--- RECORDS PROVIDED Enclosed Below ---
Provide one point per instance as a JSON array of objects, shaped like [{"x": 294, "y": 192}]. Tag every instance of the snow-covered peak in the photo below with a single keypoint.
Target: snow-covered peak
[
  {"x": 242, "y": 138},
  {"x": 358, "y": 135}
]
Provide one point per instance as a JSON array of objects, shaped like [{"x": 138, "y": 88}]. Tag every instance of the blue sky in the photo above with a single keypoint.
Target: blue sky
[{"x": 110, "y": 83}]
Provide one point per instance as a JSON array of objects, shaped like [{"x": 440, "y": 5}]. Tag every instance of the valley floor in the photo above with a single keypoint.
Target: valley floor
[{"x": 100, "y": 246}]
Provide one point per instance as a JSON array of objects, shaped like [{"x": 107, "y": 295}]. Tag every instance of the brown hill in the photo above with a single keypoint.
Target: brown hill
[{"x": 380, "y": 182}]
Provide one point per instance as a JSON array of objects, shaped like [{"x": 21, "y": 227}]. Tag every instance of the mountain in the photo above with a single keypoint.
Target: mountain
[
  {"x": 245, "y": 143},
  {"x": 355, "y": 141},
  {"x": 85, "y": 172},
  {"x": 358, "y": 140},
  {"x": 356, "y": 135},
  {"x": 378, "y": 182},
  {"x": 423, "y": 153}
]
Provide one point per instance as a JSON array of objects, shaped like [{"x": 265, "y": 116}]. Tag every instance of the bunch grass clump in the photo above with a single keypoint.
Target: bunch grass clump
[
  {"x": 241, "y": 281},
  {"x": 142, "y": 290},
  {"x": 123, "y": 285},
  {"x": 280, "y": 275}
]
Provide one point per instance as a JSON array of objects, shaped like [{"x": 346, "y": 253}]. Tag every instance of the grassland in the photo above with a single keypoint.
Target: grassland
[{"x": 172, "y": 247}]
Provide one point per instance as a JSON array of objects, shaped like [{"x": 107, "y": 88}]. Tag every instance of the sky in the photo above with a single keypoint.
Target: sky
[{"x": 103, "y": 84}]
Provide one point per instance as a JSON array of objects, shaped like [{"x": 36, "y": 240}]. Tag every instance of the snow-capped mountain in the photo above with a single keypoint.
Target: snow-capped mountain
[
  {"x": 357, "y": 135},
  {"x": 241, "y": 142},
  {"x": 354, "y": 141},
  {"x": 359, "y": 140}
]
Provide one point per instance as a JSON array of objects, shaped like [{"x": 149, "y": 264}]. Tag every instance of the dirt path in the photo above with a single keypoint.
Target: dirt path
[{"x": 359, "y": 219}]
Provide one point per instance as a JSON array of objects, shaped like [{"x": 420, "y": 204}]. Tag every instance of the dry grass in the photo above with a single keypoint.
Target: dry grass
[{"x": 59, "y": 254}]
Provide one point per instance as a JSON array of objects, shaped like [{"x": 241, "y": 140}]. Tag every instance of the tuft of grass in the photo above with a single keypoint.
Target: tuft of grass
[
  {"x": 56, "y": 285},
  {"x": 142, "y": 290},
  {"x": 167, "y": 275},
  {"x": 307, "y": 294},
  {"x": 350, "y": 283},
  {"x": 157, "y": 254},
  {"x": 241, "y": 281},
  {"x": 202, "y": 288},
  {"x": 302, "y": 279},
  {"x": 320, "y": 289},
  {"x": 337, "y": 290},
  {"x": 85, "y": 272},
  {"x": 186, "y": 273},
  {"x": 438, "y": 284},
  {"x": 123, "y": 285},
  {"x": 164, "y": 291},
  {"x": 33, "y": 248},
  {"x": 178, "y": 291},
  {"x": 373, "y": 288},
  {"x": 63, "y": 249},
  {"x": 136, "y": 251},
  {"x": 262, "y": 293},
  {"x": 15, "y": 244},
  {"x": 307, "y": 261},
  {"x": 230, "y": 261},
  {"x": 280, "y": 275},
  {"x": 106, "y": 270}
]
--- End of Enclosed RECORDS PROVIDED ---
WORK TO COMPLETE.
Output the lines above exactly, but only those between the line holding "of the blue" and the line holding "of the bunch", inclusive.

EXERCISE RESPONSE.
Provide one point per instance as a JSON array of objects, shaped like [{"x": 138, "y": 88}]. Tag every instance of the blue sky in the photo above with a single keypoint.
Target: blue sky
[{"x": 110, "y": 83}]
Provide one point per instance as a JSON array of objects, shaped like [{"x": 440, "y": 5}]. Tag every instance of the valley floor in the photo above with a single keypoint.
Target: valley floor
[{"x": 100, "y": 246}]
Provide one point per instance as a JSON array of objects, shaped like [{"x": 107, "y": 295}]. Tag every instance of the brown hill in the photo above with a single keypoint.
Target: brown hill
[{"x": 380, "y": 182}]
Provide one point per instance as a JSON array of objects, shaped like [{"x": 21, "y": 227}]. Tag every instance of the mountain in the photo above with a single keypoint.
Target: mountain
[
  {"x": 245, "y": 143},
  {"x": 355, "y": 141},
  {"x": 85, "y": 172},
  {"x": 358, "y": 140},
  {"x": 356, "y": 135},
  {"x": 378, "y": 182},
  {"x": 423, "y": 153}
]
Provide one point per instance as a JSON array of objects, shaped like [{"x": 265, "y": 116}]. Tag every instance of the bunch grass clump in the photo above with a single keypoint.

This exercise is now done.